* _Goal_:
Extract every line of the material below and reproduce each one verbatim, with no changes.

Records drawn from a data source
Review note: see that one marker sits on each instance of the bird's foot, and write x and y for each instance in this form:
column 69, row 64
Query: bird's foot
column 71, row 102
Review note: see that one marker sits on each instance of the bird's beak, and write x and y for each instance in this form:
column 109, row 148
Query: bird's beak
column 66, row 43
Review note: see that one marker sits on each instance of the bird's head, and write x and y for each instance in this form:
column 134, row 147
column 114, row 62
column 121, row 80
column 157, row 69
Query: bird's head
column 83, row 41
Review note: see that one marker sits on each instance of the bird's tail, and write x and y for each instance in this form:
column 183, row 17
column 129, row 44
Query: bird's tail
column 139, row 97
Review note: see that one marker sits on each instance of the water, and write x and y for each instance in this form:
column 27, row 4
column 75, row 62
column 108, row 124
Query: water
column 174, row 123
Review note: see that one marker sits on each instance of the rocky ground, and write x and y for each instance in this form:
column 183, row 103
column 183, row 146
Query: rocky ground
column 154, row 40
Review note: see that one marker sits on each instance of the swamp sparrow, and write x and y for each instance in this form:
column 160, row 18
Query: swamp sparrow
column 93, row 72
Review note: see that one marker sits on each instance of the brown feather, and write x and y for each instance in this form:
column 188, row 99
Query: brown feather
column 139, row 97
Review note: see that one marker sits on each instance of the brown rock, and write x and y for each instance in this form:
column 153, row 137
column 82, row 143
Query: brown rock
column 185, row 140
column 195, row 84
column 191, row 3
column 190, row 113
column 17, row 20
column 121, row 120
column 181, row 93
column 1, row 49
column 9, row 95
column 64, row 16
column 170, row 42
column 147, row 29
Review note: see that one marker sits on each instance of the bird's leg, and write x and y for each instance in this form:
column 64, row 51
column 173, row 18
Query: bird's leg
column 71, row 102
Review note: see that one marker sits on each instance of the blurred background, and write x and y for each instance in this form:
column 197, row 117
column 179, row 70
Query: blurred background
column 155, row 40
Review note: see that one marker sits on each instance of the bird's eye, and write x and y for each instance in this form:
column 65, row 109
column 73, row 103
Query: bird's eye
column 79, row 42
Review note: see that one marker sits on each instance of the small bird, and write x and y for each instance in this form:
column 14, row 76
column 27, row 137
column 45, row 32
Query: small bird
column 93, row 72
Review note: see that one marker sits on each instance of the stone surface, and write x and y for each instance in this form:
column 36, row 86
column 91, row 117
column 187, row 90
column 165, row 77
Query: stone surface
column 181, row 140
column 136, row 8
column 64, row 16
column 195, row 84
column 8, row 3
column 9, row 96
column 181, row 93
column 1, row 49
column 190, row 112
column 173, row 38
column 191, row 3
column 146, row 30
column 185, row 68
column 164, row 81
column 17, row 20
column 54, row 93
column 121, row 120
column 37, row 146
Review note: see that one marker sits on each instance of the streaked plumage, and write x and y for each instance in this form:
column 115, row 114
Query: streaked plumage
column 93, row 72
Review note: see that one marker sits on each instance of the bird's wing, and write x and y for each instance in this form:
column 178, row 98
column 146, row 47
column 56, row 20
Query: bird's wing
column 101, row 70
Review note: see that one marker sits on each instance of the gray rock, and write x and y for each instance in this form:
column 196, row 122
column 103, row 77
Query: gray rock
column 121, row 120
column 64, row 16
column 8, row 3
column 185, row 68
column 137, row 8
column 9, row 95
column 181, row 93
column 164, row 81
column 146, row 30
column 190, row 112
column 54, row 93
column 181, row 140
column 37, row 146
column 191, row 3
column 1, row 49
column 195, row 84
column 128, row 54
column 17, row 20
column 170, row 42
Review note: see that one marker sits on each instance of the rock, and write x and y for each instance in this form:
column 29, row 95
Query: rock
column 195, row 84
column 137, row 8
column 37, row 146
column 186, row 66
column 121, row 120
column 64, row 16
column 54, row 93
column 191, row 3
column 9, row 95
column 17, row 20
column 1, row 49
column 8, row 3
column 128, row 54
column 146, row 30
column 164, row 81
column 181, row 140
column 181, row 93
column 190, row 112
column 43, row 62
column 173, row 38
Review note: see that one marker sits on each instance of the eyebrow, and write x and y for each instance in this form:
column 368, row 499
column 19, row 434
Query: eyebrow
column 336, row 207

* _Solution for this problem_:
Review note: see that one marker sits on each instance of the bird's foot, and write x and y for each instance in this form:
column 69, row 64
Query: bird's foot
column 71, row 102
Review note: see that one marker sits on each instance of the bird's beak, and write x and y for each instance in this form:
column 109, row 148
Query: bird's beak
column 66, row 43
Review note: see that one marker sits on each instance of the bird's head, and write x and y for each instance in this form:
column 134, row 147
column 114, row 62
column 121, row 80
column 157, row 69
Query: bird's head
column 83, row 41
Review note: see that one marker sits on each instance of the bird's tail, and write x and y for each instance in this form:
column 183, row 17
column 129, row 44
Query: bird's tail
column 139, row 97
Review note: see that one marker sits on each instance of the water, and write x and y for each instance in this form:
column 27, row 4
column 75, row 62
column 108, row 124
Query: water
column 174, row 123
Review note: see that one marker sits on each instance of the rocky ground, and write x and y for each instance in this form:
column 183, row 103
column 183, row 146
Query: rocky ground
column 154, row 40
Review note: see that one marker sits on each instance of the swamp sparrow, and write x and y for each instance in this form:
column 160, row 18
Query: swamp sparrow
column 93, row 72
Review note: see that one marker sits on each instance of the brown feather, and write x and y for each instance in this form:
column 188, row 99
Query: brown feather
column 139, row 97
Review note: see that one marker sits on each instance of the brown rock, and write x and y for each instance in this form:
column 153, row 137
column 82, row 143
Query: brown rock
column 185, row 140
column 195, row 84
column 191, row 3
column 190, row 113
column 17, row 20
column 121, row 120
column 181, row 93
column 1, row 49
column 9, row 95
column 64, row 16
column 170, row 42
column 147, row 29
Review note: see that one marker sits on each instance of the bird's leg, and write x and y for each instance in this form:
column 64, row 51
column 173, row 18
Query: bird's leg
column 71, row 102
Review note: see that one marker sits on each instance of the blurred background, and write x and y for each instance in this form:
column 197, row 117
column 179, row 70
Query: blurred background
column 155, row 40
Review note: see that one marker sits on each instance of the bird's eye, and write x and y for each instance in this form:
column 65, row 109
column 73, row 103
Query: bird's eye
column 79, row 42
Review note: see that one marker sits on each instance of the small bird, and write x and y for each instance in this form:
column 14, row 76
column 27, row 137
column 45, row 32
Query: small bird
column 93, row 72
Review note: see that one marker sits on each instance of the stone surface, and write x and y for each instance in this form:
column 36, row 86
column 91, row 117
column 187, row 90
column 165, row 77
Query: stone surface
column 181, row 140
column 136, row 8
column 64, row 16
column 195, row 84
column 8, row 3
column 9, row 96
column 181, row 93
column 1, row 49
column 190, row 112
column 173, row 38
column 191, row 3
column 146, row 30
column 185, row 68
column 164, row 81
column 17, row 20
column 54, row 93
column 121, row 120
column 37, row 146
Review note: see that one marker sits on each instance of the streaked plumage, and write x and y for each instance in this form:
column 115, row 114
Query: streaked plumage
column 93, row 72
Review note: see that one marker sits on each instance of the bird's wing, and write x and y for each instance in this form:
column 178, row 98
column 146, row 47
column 56, row 20
Query: bird's wing
column 101, row 70
Review note: see that one marker sits on each instance of the gray rock, and write x and y for each instance in this form:
column 196, row 122
column 103, row 77
Query: gray rock
column 121, row 120
column 64, row 16
column 8, row 3
column 185, row 68
column 137, row 8
column 9, row 95
column 181, row 93
column 164, row 81
column 146, row 30
column 190, row 112
column 54, row 93
column 181, row 140
column 37, row 146
column 191, row 3
column 1, row 49
column 195, row 84
column 128, row 54
column 17, row 20
column 170, row 42
Review note: see that one marker sits on each instance of the rock, and write x and y for each instance in this form:
column 29, row 95
Query: rock
column 195, row 84
column 137, row 8
column 37, row 146
column 186, row 66
column 121, row 120
column 64, row 16
column 54, row 93
column 191, row 3
column 9, row 95
column 17, row 20
column 1, row 49
column 8, row 3
column 128, row 54
column 146, row 30
column 164, row 81
column 181, row 140
column 181, row 93
column 190, row 112
column 43, row 62
column 173, row 38
Review note: see that one marker sits on each instance of the eyebrow, and write x and y for each instance in this form:
column 368, row 499
column 19, row 434
Query: eyebrow
column 336, row 207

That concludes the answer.